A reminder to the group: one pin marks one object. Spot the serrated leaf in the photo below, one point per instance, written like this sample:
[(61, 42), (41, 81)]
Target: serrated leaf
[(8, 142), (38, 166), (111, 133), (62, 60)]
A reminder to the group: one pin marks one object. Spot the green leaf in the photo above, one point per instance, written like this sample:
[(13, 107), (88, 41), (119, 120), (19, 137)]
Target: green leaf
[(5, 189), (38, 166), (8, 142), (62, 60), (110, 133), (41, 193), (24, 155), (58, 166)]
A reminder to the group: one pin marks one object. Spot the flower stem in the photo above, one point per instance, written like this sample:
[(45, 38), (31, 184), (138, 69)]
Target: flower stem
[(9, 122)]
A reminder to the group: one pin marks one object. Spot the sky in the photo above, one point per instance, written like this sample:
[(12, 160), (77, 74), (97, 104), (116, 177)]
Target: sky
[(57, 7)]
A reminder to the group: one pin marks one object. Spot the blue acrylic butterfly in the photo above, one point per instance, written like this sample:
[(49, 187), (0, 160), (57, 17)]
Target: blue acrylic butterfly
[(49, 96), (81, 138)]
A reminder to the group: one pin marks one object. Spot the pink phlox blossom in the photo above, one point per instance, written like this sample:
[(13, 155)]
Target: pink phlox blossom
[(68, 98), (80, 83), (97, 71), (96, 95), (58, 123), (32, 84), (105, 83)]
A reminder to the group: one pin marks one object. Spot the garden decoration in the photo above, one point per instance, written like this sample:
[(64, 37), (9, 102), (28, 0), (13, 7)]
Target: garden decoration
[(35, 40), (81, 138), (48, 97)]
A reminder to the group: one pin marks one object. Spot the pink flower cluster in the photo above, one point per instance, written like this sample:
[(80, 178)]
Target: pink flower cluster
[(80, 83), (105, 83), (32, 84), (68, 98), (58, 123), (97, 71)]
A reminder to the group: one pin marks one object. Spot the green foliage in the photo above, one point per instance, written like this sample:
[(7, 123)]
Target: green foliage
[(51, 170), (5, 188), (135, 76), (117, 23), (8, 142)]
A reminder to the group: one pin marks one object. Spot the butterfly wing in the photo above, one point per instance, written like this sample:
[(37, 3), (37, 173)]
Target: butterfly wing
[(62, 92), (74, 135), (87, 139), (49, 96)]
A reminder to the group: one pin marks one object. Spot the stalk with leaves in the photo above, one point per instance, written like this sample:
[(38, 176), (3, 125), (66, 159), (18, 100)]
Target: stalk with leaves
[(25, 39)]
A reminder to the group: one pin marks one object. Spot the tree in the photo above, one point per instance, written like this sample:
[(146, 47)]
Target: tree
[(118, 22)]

------------------------------------------------------------------------

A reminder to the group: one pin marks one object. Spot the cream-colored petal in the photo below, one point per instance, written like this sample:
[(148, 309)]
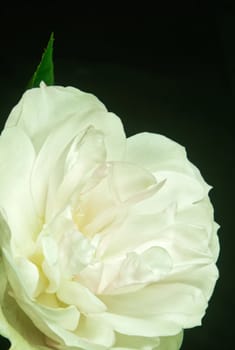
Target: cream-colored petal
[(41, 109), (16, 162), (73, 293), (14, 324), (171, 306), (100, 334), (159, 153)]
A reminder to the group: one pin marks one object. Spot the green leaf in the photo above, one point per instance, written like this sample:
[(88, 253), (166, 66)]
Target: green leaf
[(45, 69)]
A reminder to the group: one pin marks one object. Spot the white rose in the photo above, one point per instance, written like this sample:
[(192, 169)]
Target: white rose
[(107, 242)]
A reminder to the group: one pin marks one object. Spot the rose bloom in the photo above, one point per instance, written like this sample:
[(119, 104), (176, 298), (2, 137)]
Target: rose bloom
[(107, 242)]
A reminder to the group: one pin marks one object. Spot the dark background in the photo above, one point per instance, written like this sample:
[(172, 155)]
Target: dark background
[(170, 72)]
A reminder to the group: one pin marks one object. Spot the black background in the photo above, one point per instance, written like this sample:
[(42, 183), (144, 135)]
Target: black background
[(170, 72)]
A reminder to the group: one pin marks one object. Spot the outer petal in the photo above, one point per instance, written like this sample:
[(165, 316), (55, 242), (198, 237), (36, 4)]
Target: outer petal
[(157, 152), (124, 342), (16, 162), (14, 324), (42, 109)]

------------------------------------------------------------------------

Cuenta las líneas de los registros que contienen la cadena "pink". Responde únicamente con el número.

4